__Provided passage__.
Angelina Snodgrass Godoy


I. Introduction

On 24 January 1999, an estimated three thousand people gathered in the remote rural community of El Afán, Quiché, in the highlands of Guatemala, to witness the execution of four men. Outraged by the robbery of a local merchant, a group of area residents had apprehended the suspects and conducted an impromptu investigation, discovering weapons and cash. They then summoned the population to participate in a hastily convened "Popular Tribunal" to decide the accused men's fate. Holding police and human rights authorities at bay, the crowd voted to execute the men by stoning. The sentence was carried out at once, and the victims' corpses were cast into the nearby Chixoy River—after being sliced open and stuffed with rocks, to prevent them from floating to the surface for easy recovery by the authorities.

__Given information__.

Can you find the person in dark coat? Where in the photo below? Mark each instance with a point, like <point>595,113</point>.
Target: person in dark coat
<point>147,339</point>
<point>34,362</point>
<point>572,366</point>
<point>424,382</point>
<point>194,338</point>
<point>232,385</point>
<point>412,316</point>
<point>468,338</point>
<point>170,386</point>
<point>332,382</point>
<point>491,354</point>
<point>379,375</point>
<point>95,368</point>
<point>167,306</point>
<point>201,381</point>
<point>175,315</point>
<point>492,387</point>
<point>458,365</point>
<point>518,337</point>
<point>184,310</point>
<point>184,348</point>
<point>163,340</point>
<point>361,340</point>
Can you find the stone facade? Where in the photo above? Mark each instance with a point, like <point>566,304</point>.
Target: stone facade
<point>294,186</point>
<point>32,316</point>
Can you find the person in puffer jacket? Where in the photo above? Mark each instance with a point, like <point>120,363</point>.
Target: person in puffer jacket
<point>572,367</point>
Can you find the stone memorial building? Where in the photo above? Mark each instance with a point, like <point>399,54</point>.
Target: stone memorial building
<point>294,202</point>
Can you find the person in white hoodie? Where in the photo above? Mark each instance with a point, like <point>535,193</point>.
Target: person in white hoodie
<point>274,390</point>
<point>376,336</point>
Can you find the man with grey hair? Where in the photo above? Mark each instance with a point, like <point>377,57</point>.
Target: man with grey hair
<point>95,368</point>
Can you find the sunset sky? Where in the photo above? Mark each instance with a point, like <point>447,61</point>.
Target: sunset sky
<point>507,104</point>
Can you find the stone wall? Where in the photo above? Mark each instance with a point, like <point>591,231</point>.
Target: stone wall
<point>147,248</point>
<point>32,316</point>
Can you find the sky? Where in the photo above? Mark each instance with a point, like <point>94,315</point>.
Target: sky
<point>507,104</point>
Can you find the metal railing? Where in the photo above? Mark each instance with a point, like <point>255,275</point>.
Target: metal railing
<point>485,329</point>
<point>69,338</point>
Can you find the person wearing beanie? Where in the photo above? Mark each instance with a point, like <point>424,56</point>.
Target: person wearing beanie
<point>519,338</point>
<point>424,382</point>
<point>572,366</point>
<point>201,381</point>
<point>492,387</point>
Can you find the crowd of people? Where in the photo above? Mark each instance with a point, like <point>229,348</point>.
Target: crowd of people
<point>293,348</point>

__Instructions for the task__. Carry on the introduction about the 1999 stoning in El Afán, Guatemala, starting right after its last sentence.

__Result for this task__.
Grisly incidents such as this one are not uncommon in contemporary Guatemala, where from 1996 to 2001, the United Nations Mission to Guatemala (MINUGUA) documented 421 linchamientos, or lynchings, 1 for [End Page 640] an average of more than seven per month; many more have likely gone undetected. Unprecedented during the country's thirty-six-year civil war, these acts of collective vigilantism began during the first democratically-elected administrations of the early 1990s and accelerated after the peace accords were signed in 1996. By involving mass civilian participation, often in broad daylight, and at times including attacks against the state itself, lynchings constitute a new form of vigilante "justice" and a new type of human rights abuse. These practices blur the distinctions between victim and victimizer, popular mobilization and mob rule; and in so doing, they challenge many of the implicit assumptions that underlie contemporary thinking on violence, democracy, and human rights.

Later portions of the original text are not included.